● **Stated problem**: Please gather and copy out every line of the records below that contains the word "coiled".

┌────────

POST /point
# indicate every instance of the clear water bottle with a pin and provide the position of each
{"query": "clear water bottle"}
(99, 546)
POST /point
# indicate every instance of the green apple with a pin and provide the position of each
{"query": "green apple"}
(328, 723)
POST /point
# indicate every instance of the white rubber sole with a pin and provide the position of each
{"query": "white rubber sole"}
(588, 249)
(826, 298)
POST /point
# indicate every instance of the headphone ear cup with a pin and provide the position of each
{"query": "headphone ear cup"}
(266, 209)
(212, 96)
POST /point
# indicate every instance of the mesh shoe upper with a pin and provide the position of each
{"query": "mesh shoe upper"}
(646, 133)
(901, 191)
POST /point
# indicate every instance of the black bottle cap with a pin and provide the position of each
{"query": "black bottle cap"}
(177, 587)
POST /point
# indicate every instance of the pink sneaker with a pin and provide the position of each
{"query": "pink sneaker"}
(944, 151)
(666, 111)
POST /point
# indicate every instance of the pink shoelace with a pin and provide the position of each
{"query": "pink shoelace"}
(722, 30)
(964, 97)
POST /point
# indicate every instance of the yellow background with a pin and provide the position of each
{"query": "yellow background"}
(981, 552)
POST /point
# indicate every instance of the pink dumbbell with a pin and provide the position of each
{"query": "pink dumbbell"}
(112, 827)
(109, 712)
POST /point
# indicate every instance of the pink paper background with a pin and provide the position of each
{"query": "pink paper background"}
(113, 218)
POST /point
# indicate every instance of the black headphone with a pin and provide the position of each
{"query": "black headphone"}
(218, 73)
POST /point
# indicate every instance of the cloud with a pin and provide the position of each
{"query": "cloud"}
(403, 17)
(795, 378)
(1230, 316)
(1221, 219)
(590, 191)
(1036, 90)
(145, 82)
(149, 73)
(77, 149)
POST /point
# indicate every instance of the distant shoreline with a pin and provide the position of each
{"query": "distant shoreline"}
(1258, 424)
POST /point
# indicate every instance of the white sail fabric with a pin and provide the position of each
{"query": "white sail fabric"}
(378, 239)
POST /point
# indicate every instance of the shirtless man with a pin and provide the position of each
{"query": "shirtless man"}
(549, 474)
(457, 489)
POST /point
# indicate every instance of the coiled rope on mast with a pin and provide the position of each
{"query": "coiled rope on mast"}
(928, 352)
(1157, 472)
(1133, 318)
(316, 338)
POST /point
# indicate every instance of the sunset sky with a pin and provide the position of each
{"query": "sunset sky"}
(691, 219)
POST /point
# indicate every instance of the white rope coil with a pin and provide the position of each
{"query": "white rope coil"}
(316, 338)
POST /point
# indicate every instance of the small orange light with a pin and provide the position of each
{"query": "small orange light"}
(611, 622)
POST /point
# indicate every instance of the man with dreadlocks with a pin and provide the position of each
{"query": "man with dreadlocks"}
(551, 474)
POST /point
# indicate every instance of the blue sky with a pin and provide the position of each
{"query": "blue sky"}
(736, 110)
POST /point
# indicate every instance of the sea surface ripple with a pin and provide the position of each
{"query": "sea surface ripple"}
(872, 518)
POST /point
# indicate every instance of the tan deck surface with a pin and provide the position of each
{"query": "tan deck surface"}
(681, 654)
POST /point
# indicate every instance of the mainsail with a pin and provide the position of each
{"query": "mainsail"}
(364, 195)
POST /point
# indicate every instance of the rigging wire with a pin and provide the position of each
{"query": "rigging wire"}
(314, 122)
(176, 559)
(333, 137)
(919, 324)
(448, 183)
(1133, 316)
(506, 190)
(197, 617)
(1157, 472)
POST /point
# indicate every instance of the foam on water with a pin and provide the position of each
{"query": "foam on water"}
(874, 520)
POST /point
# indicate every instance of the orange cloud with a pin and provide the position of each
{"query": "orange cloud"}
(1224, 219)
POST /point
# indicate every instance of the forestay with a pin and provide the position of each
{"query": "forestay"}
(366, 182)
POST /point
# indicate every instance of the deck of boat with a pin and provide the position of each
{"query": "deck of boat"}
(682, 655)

└────────

● **Solved problem**:
# indicate every instance of the coiled rope on mast with a pin and provide the position of each
{"query": "coiled rope on mast"}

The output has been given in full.